▸ **PROBLEMS TO SOLVE**
1. The article on the Campbell Park pavilion says the design will include accommodation for the CMK Town Council. Explain what this arrangement is meant to achieve.
2. Reproduce the lines of the listing from the line with "FIND: white granite boulder" up to and including the final line of the listing. Substitute "marble" for "granite" and change nothing else.

▸ **EXTRACTED TEXT**
• • • •
Stanton Williams have been awarded planning permission for a new multi-purpose pavilion in Milton Keynes’ Campbell Park.
The new 900sqm2 development, for the CMK Town Council and The Parks Trust, will be located between the Events Plateau and Amphitheatre within the park, and will provide a new community space for Milton Keynes, with a community hall and a café. The hall will provide a space for theatre, music and dance. The design will also include accommodation for CMK Town Council, creating a focus to visitor education and tours, and supporting regular community events within the park.
Located at the heart of Milton Keynes, Campbell Park is a 100 acre landscape with formal gardens, water features, woodland and open pasture. The design proposals aim to enhance the Events Plateau, located in the Southwest corner of Campbell Park, creating a new community centre which will become a focal point for local residents and draw year-round visitors to the park. It is part of the extensive development of the Campbell Park district, which will bring many more residents to the area.
• • • •
▸ **RECORDS PROVIDED**
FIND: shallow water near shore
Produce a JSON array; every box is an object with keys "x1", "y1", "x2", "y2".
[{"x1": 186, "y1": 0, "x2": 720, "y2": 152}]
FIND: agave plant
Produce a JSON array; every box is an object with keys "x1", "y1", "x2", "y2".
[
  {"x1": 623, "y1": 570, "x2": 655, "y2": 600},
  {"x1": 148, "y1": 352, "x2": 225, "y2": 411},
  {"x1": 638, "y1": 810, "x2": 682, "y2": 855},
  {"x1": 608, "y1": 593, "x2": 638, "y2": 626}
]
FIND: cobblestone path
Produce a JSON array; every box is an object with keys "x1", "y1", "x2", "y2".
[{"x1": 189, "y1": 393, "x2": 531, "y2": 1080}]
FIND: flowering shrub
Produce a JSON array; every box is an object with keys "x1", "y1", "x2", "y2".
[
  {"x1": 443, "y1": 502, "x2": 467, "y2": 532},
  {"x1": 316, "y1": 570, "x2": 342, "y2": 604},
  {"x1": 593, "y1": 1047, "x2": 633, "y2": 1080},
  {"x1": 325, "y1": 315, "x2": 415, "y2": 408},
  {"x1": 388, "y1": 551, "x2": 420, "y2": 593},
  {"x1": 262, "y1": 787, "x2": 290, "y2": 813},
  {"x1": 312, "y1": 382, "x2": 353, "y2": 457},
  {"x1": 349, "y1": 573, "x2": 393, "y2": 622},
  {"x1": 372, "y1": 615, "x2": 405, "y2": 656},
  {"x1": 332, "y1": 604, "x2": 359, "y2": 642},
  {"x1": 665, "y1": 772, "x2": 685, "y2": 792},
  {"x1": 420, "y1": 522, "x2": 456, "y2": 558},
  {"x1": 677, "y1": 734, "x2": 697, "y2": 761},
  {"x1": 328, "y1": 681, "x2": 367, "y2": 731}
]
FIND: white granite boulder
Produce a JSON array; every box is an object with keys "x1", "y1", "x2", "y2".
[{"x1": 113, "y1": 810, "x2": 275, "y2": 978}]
• • • •
▸ **RESULTS OF THE EXERCISE**
1. Including accommodation for the CMK Town Council is meant to create a focus for visitor education and tours. It is also meant to support regular community events within the park.

2.
FIND: white marble boulder
Produce a JSON array; every box is an object with keys "x1", "y1", "x2", "y2".
[{"x1": 113, "y1": 810, "x2": 275, "y2": 978}]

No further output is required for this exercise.